-------- ENTRIES SUPPLIED

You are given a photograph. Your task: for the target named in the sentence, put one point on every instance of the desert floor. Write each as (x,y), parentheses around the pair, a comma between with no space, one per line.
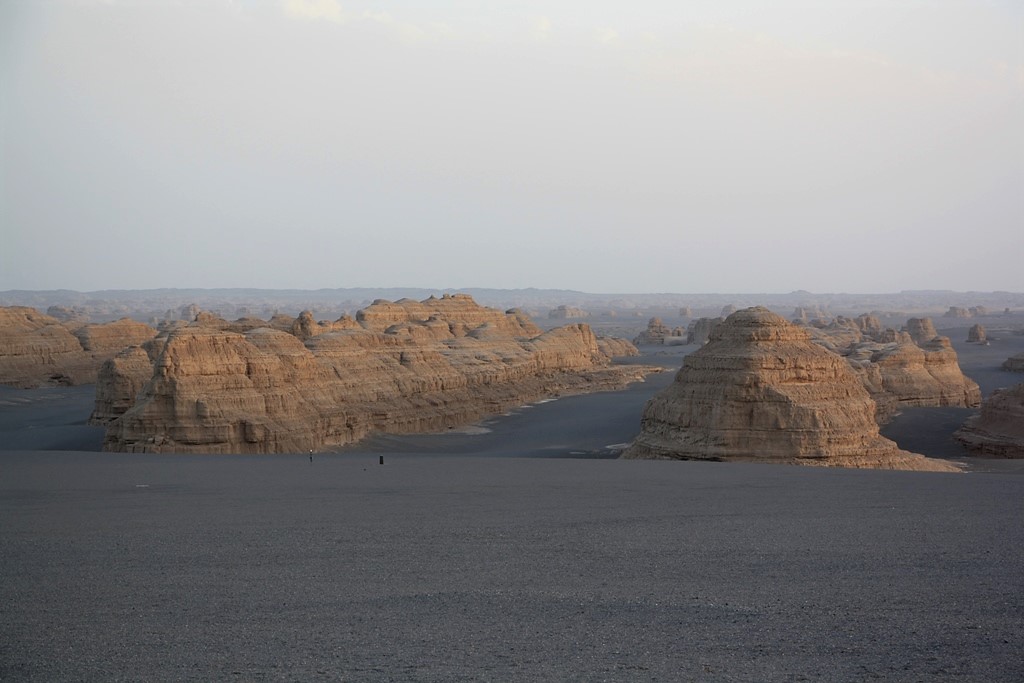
(515,550)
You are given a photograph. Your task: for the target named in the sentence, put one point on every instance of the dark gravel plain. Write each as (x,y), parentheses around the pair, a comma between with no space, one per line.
(515,552)
(440,568)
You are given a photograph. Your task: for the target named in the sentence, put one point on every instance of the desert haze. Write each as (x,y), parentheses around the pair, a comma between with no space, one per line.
(461,341)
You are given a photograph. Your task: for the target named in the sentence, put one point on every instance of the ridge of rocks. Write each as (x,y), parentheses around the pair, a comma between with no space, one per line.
(997,431)
(761,390)
(398,367)
(37,349)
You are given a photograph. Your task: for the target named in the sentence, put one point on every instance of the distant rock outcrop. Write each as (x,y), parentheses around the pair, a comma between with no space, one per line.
(998,430)
(902,374)
(762,391)
(699,330)
(654,334)
(1015,364)
(406,367)
(38,349)
(567,312)
(977,334)
(922,330)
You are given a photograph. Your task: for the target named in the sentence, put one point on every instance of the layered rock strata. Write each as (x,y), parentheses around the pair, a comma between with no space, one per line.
(699,330)
(37,349)
(408,367)
(922,330)
(1014,364)
(977,334)
(904,375)
(998,430)
(762,391)
(654,334)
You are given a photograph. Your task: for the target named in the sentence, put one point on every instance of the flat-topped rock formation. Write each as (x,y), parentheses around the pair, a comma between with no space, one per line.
(699,330)
(998,430)
(761,390)
(1014,364)
(37,349)
(902,374)
(566,312)
(922,330)
(404,367)
(977,334)
(654,334)
(896,370)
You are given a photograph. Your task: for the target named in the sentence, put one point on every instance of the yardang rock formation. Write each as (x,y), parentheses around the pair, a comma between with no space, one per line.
(37,349)
(998,430)
(760,390)
(398,367)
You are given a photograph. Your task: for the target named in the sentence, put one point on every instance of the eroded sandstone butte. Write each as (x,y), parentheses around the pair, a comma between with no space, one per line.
(398,367)
(37,349)
(998,430)
(760,390)
(896,370)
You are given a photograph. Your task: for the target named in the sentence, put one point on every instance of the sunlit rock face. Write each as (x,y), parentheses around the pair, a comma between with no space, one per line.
(398,367)
(998,430)
(761,390)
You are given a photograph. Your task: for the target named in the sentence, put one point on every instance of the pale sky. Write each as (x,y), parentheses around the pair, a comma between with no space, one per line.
(709,145)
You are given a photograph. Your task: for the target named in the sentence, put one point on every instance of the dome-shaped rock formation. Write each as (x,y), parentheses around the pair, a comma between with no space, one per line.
(762,391)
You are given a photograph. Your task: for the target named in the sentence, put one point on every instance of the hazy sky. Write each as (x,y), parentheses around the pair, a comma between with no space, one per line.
(718,145)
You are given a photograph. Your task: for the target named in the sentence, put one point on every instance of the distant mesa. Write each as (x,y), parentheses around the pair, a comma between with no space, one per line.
(977,335)
(38,349)
(294,384)
(1015,364)
(997,431)
(896,370)
(567,312)
(922,330)
(760,390)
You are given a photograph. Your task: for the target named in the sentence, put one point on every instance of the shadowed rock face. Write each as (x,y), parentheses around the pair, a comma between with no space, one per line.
(761,390)
(38,349)
(406,367)
(998,430)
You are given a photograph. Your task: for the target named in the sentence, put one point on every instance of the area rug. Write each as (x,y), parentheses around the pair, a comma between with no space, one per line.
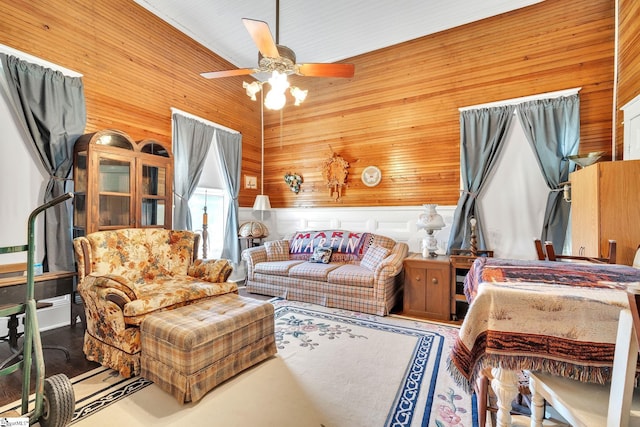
(333,368)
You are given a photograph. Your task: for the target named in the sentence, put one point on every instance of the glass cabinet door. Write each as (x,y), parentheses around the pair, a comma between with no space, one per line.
(154,195)
(114,188)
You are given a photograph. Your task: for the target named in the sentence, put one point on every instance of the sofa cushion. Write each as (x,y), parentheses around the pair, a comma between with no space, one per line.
(351,275)
(345,245)
(277,250)
(313,271)
(321,254)
(374,256)
(141,255)
(172,292)
(276,268)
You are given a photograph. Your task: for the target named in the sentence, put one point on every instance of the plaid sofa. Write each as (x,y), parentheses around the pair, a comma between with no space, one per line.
(367,280)
(126,275)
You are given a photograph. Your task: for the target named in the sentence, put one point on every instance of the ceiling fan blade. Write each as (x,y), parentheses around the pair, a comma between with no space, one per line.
(228,73)
(326,70)
(259,32)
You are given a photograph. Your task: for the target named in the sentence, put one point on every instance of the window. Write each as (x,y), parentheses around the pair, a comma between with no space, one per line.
(214,199)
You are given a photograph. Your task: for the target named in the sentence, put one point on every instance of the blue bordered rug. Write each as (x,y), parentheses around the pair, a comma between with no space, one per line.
(333,368)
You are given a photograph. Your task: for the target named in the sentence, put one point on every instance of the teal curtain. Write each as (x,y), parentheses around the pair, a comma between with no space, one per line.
(229,147)
(51,107)
(552,127)
(482,134)
(191,142)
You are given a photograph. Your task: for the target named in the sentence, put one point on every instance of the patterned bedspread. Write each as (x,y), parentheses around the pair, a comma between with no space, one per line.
(557,317)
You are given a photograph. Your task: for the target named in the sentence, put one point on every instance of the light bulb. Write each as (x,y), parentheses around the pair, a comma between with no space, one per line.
(252,89)
(299,94)
(274,100)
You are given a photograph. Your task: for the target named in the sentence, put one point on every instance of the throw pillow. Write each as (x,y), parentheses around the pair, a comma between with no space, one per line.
(277,250)
(374,256)
(345,245)
(321,255)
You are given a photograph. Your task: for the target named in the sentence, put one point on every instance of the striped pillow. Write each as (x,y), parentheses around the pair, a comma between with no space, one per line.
(277,250)
(374,256)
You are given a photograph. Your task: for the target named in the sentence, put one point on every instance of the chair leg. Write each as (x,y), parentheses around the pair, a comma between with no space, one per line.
(537,405)
(483,389)
(13,335)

----------------

WORK ORDER:
Retype the whole listing exactly. Do not include the pictures.

REPLY:
You are given a photograph. Your task: for the target named in the sentence, put one point on every instance of the desert floor. Write each as (x,y), parentheses around the pair, a comma between with no space, one per line.
(515,550)
You are given a photograph. Your task: for the target named in the sentence, put one point on every instance of the dark gravel plain. Write each as (x,y), parentheses around the pair, a comma between with no space, one per line.
(515,552)
(440,568)
You are given a photograph. Your task: for the target named in the sentence, put one point on every instance of the desert haze. Write each as (x,y), parentheses around the pair, a comma between with no space, one per line.
(461,341)
You are given a photograph. Your task: for the target named in the sentence, put one point on every instance of the ridge of rocks. Write each as (x,y), parentheses around the pair, a comma between with no space, one per line.
(997,431)
(761,390)
(398,367)
(37,349)
You are given a photograph. Your task: for the target named in the sentence, put one point on every instance of the distant rock outcrop. Write each as (x,y), parentheses around the pair, a comma between with no space, one per line.
(998,430)
(902,374)
(762,391)
(699,330)
(654,334)
(1015,364)
(406,367)
(38,349)
(567,312)
(977,334)
(922,330)
You are given a photograph. Your task: for the target named in the sentence, put one point on every instance of the layered rock strata. Write each as (x,y), parentheses around the pair, a comma between with no space, one per line.
(699,330)
(37,349)
(408,367)
(922,330)
(1014,364)
(977,334)
(904,375)
(998,430)
(762,391)
(654,334)
You are given a photograph. Your task: for the target named in the sentence, put one point on every instance of the flat-topped rock formation. Write each as (x,y), parentheses around the pair, a comma between with no space, one per line.
(699,330)
(998,430)
(761,390)
(1014,364)
(37,349)
(902,374)
(566,312)
(922,330)
(404,367)
(977,334)
(654,334)
(896,370)
You are given a photograph. Your task: for the target named in the sentence, put one point on every instance of the yardang rock formation. Write each as (x,y), parentheses around the pair, a comma between with no space, one per line.
(37,349)
(998,430)
(760,390)
(398,367)
You are given a photograph. Your task: for the target named in the sentence, put one point on every instance of the eroded sandstone butte. Write each as (x,y), parentheses around the pair, a comma between with no space, one per line.
(398,367)
(37,349)
(998,430)
(760,390)
(896,370)
You are given a photograph. Your task: for the target named in the sentence, put one point on every instance of the sunlit rock face. Write each as (x,y), parentheses around the pair, a comma between with no space, one per line.
(398,367)
(998,430)
(761,390)
You are given a photograph. Your task: for the target named in the sentence, put one point on every instance of the pale sky. Write each as (x,y), parentheses around the pair, a comma between with no space, one per line.
(709,145)
You are given a photograph. Your task: for the target named in the sentence, put one point on every instance of the dome-shaped rock formation. Write each as (x,y), parentheses around the pair, a comma between with no space, one per line.
(762,391)
You are given a photograph. Your task: for the target named in the sentence, put one point on every instance of the hazy sky. Write each as (x,y), parentheses around the pair, a comma between with no space, one per line.
(718,145)
You are given a photograph. Your task: for the target named in the sentence, put one point on every instance of the distant mesa. Write each as (x,y), parentheses around the pair, a comma between with no space, one per line.
(977,335)
(38,349)
(294,384)
(1015,364)
(997,431)
(896,370)
(567,312)
(922,330)
(760,390)
You are given a photograph. Your task: for the target named in the sentence, put one point on every instance of the shadowed rock face. Write each as (x,y), parentheses around the pair, a comma between with no space, one per line.
(761,390)
(38,349)
(406,367)
(998,430)
You are given a photograph. Your task: for the target named in the sentence, put one point on every instance of the area rug. Write each as (x,y), parentheses around the pair, a comma between with no space, one per line.
(333,368)
You are given a photograph. Your task: for the target named in the sentence, put one point on every instance of the glass cabinet door. Write each as (x,y), parentheses around the pair, a comma between with no space, one per line.
(154,195)
(114,188)
You are given a photograph. Your task: for the target named in the sentence, put one point on every instance of the sofa cushion. Write each as (x,y), parentheses around the pair, a comma between with no space, one per line.
(351,275)
(345,245)
(277,250)
(313,271)
(321,254)
(374,256)
(141,255)
(172,292)
(276,268)
You are given a photograph. Your task: for the target named in the sentence, put one point on every instance of the plaid sofa. Write each as (x,y), parentheses around the pair, a comma between with no space, one per line.
(367,280)
(126,275)
You are given a photograph. Your task: for the target named in the sentence, put one point on every instance of the ceiling fan blade. Write each as (x,y), parentheses around the pair, a comma between with no space, one per line.
(228,73)
(326,70)
(259,32)
You are given a photograph. Your task: for the target named in the sentence, put one point on every instance of the window. Write each as (x,y), parentheses around the pair, a comma between with no space, one per line.
(214,199)
You are given a photograph. Your task: for the target named in the sentence, put one point on every instance of the blue bordered rug. Write each as (x,y), parentheses around the pair, a comma between with no space, one per line.
(333,368)
You are given a photograph. Your task: for the target named in the sentence, put one point on every instance of the teal curtain. Write each as (x,y), parentheses around the pair, a comma between with no space, one per line.
(229,147)
(51,107)
(552,127)
(482,134)
(191,142)
You are given a photograph. Your task: for the target named in the sentence, put one point on every instance of the patterned bedspread. Write each as (x,y), parentheses around the pair, a comma between with no space, one per line.
(557,317)
You are given a photograph. Your task: for the target named in the sentence, put one point on every instance of the light bulb. Write each as (x,y), parentheses around the pair, a comma between with no space, one per line.
(252,89)
(299,94)
(274,100)
You are given a photograph. Your task: for the target named in the sentence, put one point on every instance of the throw pillow. Write each as (x,y), parentheses around the pair, a comma between with no space, one per line.
(277,250)
(374,256)
(345,245)
(321,255)
You are given a photograph. Your task: for the target named in the sentence, put one point on every instance of the striped pillow. Write each as (x,y), parentheses around the pair, a comma between with no space, one per line.
(277,250)
(374,256)
You are given a photograph. Your task: for the target named in the sentence, put one point on every instance of the chair leg. Write each as (x,y), parentheses around the pair, a comma between with no space, one per line.
(537,405)
(483,389)
(13,335)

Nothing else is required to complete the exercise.